#### What is being asked:
Could you print the data that follows exactly as given?

#### Information:

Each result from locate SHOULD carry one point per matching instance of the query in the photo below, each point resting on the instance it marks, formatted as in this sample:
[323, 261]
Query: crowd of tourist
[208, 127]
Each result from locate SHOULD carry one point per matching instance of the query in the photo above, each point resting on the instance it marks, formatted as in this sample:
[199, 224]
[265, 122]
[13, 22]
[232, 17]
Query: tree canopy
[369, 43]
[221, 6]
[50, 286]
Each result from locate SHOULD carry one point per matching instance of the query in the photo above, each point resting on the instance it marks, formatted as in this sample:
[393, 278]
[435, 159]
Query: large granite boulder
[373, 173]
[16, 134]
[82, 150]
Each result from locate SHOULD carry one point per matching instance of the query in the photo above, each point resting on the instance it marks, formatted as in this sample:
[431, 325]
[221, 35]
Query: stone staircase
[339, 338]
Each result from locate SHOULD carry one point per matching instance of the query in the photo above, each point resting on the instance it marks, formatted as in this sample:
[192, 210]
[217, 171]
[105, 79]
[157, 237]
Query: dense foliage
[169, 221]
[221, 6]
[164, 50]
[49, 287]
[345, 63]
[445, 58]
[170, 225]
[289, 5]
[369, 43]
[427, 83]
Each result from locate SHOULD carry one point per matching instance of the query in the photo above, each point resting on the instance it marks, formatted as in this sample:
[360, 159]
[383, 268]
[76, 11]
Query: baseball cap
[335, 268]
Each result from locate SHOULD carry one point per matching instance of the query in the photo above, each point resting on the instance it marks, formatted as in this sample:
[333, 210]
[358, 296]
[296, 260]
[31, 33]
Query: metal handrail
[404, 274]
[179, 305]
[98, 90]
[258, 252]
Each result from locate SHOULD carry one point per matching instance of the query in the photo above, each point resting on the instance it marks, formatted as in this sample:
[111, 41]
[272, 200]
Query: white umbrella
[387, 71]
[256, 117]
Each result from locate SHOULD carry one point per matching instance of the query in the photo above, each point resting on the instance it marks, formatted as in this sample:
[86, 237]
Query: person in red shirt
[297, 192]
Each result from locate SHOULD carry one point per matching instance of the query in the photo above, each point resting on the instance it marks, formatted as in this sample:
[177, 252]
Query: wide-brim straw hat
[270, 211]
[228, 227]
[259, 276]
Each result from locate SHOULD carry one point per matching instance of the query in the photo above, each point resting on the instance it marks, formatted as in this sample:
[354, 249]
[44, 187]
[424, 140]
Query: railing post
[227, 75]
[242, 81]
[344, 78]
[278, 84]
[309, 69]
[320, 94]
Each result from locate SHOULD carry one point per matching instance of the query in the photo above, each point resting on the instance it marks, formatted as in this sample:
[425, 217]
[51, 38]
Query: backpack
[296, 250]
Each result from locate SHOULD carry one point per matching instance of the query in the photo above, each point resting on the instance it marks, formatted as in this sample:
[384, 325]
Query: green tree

#### Response area:
Each result from locate SHOULD carry one point per matching instance of the query in the photo below, each point resting on the instance it marks, formatted as in this sample:
[323, 261]
Query: crowd of tourist
[208, 127]
Each result from locate SHOULD carry one point per matching instance of the query in the photo above, each point resting on the instance it marks, formatted as in this sample:
[199, 224]
[265, 122]
[13, 22]
[232, 17]
Query: tree canopy
[369, 43]
[221, 6]
[50, 286]
Each result from locate SHOULD carry one point per matching instance of the query in the photo above, each point resting on the instance it marks, formatted as in this sample:
[393, 278]
[435, 159]
Query: large granite boulder
[373, 173]
[16, 134]
[82, 150]
Each result from locate SHOULD carry one point per matching instance of the query in the photo above, each point resting on the instance it marks, formatted as in this sample:
[431, 325]
[221, 35]
Query: stone staircase
[339, 338]
Each result from locate SHOULD carry one point per matching instance of the query in the photo above, each point resting on the instance it marks, formatted as in this sample:
[192, 210]
[217, 171]
[105, 79]
[157, 237]
Query: dense foliage
[169, 221]
[221, 6]
[164, 50]
[49, 287]
[345, 63]
[445, 58]
[170, 225]
[289, 5]
[369, 43]
[427, 83]
Each result from locate SHOULD carry one point per matching instance of the query in the photo above, each point resting on the instance it marks, formatted as in this sample:
[360, 159]
[383, 268]
[76, 11]
Query: baseball cap
[335, 268]
Each result from locate SHOULD carry one point per matching instance of the query in the photo above, each point resting on the instance it marks, formatted as in this sample:
[333, 210]
[358, 296]
[296, 260]
[31, 33]
Query: metal handrail
[404, 274]
[179, 305]
[98, 90]
[258, 252]
Each result from locate SHOULD carry one point per matching instance of the query in the photo above, each point resting on the instance it marks, formatted as in this sample:
[111, 41]
[272, 200]
Query: white umbrella
[387, 71]
[256, 117]
Each result from locate SHOULD carry one point per matching instance of the query in the photo above, each point resting on the instance it marks, formatted as in this sample:
[86, 237]
Query: person in red shirt
[297, 192]
Each result from locate SHOULD carry one point per matching instance of the query in the photo above, each point resting on the instance it marks, formatted as in this sample:
[177, 252]
Query: wide-brim straw hat
[270, 211]
[228, 227]
[259, 276]
Each result from locate SHOULD carry one point per matching instance of the query in the photo above, each point resting on the instance it marks, formatted as in this sample:
[354, 249]
[44, 187]
[424, 140]
Query: railing post
[227, 75]
[242, 81]
[344, 78]
[278, 84]
[309, 69]
[320, 94]
Each result from locate SHOULD carry one point per matching instance of the query in the photo above, each point resting on the instance it marks, formatted as in this sample:
[425, 217]
[51, 38]
Query: backpack
[296, 250]
Each result from locate SHOULD carry one point per matching instance of the query in the photo above, each point resting on the instance it marks, formatted as in this sample:
[384, 325]
Query: green tree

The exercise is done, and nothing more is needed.